*WHAT YOU NEED TO DO:*
Rewrite all of the items below, switching every occurrence of "pixel coordinates" to "image coordinates" and leaving everything else unchanged. Leave out the pictures.

*MATERIAL SHOWN:*
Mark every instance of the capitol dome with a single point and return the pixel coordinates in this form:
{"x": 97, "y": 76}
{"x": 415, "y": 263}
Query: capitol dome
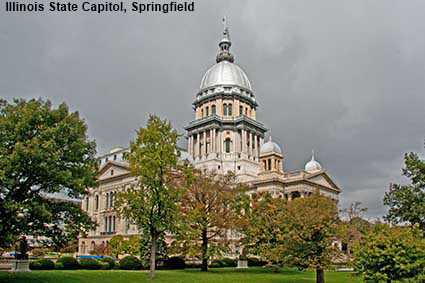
{"x": 225, "y": 73}
{"x": 312, "y": 166}
{"x": 270, "y": 147}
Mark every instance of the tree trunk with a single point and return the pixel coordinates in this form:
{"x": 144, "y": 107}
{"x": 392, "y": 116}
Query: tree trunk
{"x": 320, "y": 275}
{"x": 153, "y": 256}
{"x": 204, "y": 249}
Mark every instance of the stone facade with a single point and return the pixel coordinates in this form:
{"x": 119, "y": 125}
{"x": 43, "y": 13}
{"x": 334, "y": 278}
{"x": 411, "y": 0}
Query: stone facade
{"x": 224, "y": 136}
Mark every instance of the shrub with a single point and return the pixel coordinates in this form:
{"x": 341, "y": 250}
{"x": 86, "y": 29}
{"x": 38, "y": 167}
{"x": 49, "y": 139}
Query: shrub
{"x": 42, "y": 264}
{"x": 109, "y": 261}
{"x": 225, "y": 262}
{"x": 228, "y": 262}
{"x": 38, "y": 252}
{"x": 130, "y": 263}
{"x": 252, "y": 261}
{"x": 69, "y": 262}
{"x": 175, "y": 262}
{"x": 35, "y": 265}
{"x": 90, "y": 263}
{"x": 58, "y": 265}
{"x": 104, "y": 265}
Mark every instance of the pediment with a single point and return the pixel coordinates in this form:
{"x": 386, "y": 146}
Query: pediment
{"x": 112, "y": 169}
{"x": 325, "y": 180}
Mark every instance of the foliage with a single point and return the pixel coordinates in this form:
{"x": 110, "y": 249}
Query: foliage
{"x": 153, "y": 205}
{"x": 59, "y": 266}
{"x": 130, "y": 263}
{"x": 209, "y": 210}
{"x": 69, "y": 262}
{"x": 224, "y": 275}
{"x": 42, "y": 264}
{"x": 144, "y": 249}
{"x": 295, "y": 233}
{"x": 387, "y": 253}
{"x": 407, "y": 202}
{"x": 225, "y": 262}
{"x": 353, "y": 227}
{"x": 252, "y": 261}
{"x": 101, "y": 250}
{"x": 38, "y": 252}
{"x": 109, "y": 261}
{"x": 43, "y": 150}
{"x": 90, "y": 263}
{"x": 116, "y": 245}
{"x": 175, "y": 262}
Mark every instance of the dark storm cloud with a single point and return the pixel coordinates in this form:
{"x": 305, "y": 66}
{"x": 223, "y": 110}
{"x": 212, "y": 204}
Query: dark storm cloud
{"x": 343, "y": 77}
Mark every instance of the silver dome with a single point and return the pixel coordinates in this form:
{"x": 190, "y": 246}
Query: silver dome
{"x": 225, "y": 73}
{"x": 313, "y": 165}
{"x": 270, "y": 147}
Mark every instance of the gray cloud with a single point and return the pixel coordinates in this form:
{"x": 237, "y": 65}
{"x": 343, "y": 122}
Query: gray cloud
{"x": 343, "y": 77}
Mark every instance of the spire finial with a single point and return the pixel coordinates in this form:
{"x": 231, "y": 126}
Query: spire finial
{"x": 224, "y": 45}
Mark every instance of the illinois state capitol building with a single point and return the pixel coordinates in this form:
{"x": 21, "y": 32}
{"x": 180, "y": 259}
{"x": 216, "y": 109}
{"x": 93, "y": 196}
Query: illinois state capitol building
{"x": 224, "y": 136}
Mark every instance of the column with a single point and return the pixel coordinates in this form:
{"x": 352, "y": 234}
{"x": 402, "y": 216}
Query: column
{"x": 250, "y": 144}
{"x": 205, "y": 143}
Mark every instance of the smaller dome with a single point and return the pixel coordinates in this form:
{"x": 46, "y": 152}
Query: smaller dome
{"x": 312, "y": 166}
{"x": 270, "y": 147}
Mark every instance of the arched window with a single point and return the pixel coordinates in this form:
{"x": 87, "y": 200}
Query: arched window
{"x": 227, "y": 144}
{"x": 106, "y": 224}
{"x": 97, "y": 202}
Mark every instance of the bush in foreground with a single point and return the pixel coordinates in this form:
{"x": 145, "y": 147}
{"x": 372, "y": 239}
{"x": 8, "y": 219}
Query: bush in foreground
{"x": 175, "y": 262}
{"x": 109, "y": 261}
{"x": 89, "y": 263}
{"x": 42, "y": 264}
{"x": 69, "y": 262}
{"x": 130, "y": 263}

*SOLUTION:*
Mark every instance of the capitol dome with a single point and return the image coordinates in this form:
{"x": 97, "y": 76}
{"x": 415, "y": 263}
Query: capitol dome
{"x": 225, "y": 73}
{"x": 312, "y": 166}
{"x": 270, "y": 147}
Mark every instance of the tree trunk with a single point and return the image coordinates in this form:
{"x": 144, "y": 107}
{"x": 392, "y": 116}
Query: tree trunk
{"x": 320, "y": 275}
{"x": 153, "y": 256}
{"x": 204, "y": 249}
Mark every instance of the stone facade with a single point and return the image coordinates in this form:
{"x": 119, "y": 125}
{"x": 43, "y": 13}
{"x": 334, "y": 278}
{"x": 411, "y": 0}
Query: stone facade
{"x": 224, "y": 136}
Mark every instance of the shrub with a single point and return the image coordinates in this form:
{"x": 341, "y": 250}
{"x": 86, "y": 29}
{"x": 38, "y": 167}
{"x": 49, "y": 139}
Query: shrub
{"x": 42, "y": 264}
{"x": 109, "y": 261}
{"x": 225, "y": 262}
{"x": 228, "y": 262}
{"x": 38, "y": 252}
{"x": 130, "y": 263}
{"x": 252, "y": 261}
{"x": 69, "y": 262}
{"x": 175, "y": 262}
{"x": 35, "y": 265}
{"x": 90, "y": 263}
{"x": 58, "y": 265}
{"x": 104, "y": 265}
Mark every instance of the pediment with a single point and return the image coordinates in this form:
{"x": 386, "y": 146}
Query: pediment
{"x": 112, "y": 169}
{"x": 325, "y": 180}
Mark every instance of the foliage with a single point and return the image coordinates in this form:
{"x": 110, "y": 249}
Query: foliage
{"x": 153, "y": 205}
{"x": 59, "y": 266}
{"x": 130, "y": 263}
{"x": 209, "y": 210}
{"x": 69, "y": 262}
{"x": 224, "y": 275}
{"x": 42, "y": 264}
{"x": 144, "y": 249}
{"x": 295, "y": 233}
{"x": 387, "y": 253}
{"x": 407, "y": 202}
{"x": 225, "y": 262}
{"x": 353, "y": 227}
{"x": 252, "y": 261}
{"x": 101, "y": 250}
{"x": 38, "y": 252}
{"x": 109, "y": 261}
{"x": 43, "y": 150}
{"x": 90, "y": 263}
{"x": 116, "y": 245}
{"x": 175, "y": 262}
Mark every instance of the dark storm cloud with a single point and return the image coordinates in this form:
{"x": 305, "y": 66}
{"x": 223, "y": 110}
{"x": 212, "y": 204}
Query: dark storm cloud
{"x": 343, "y": 77}
Mark every instance of the silver dome with a single point and return the image coordinates in this form:
{"x": 190, "y": 246}
Query: silver dome
{"x": 225, "y": 73}
{"x": 313, "y": 165}
{"x": 270, "y": 147}
Mark every instance of the gray cloud with a single point and return the image coordinates in this form:
{"x": 237, "y": 65}
{"x": 343, "y": 122}
Query: gray cloud
{"x": 343, "y": 77}
Mark every instance of the spire finial with a single point and return the image coordinates in this form:
{"x": 231, "y": 126}
Query: spire finial
{"x": 224, "y": 45}
Mark every instance of the illinois state capitol building with a single point and return the image coordinates in this form:
{"x": 21, "y": 32}
{"x": 180, "y": 259}
{"x": 216, "y": 109}
{"x": 93, "y": 196}
Query: illinois state capitol building
{"x": 224, "y": 136}
Mark every instance of the column with a single point and return the image coordinates in this form:
{"x": 352, "y": 234}
{"x": 402, "y": 216}
Query: column
{"x": 250, "y": 144}
{"x": 205, "y": 143}
Mark every instance of the smaller dome with a single point and return the image coordinates in this form:
{"x": 46, "y": 152}
Query: smaller dome
{"x": 312, "y": 166}
{"x": 270, "y": 147}
Mark every instance of the arched window with a single point and return the image coordinates in this form:
{"x": 87, "y": 200}
Query: arched window
{"x": 227, "y": 144}
{"x": 106, "y": 224}
{"x": 97, "y": 202}
Mark every instance of the bush in foreground with a single point and return the image coordinates in this form:
{"x": 145, "y": 147}
{"x": 372, "y": 239}
{"x": 8, "y": 219}
Query: bush in foreground
{"x": 175, "y": 262}
{"x": 109, "y": 261}
{"x": 89, "y": 263}
{"x": 42, "y": 264}
{"x": 69, "y": 262}
{"x": 130, "y": 263}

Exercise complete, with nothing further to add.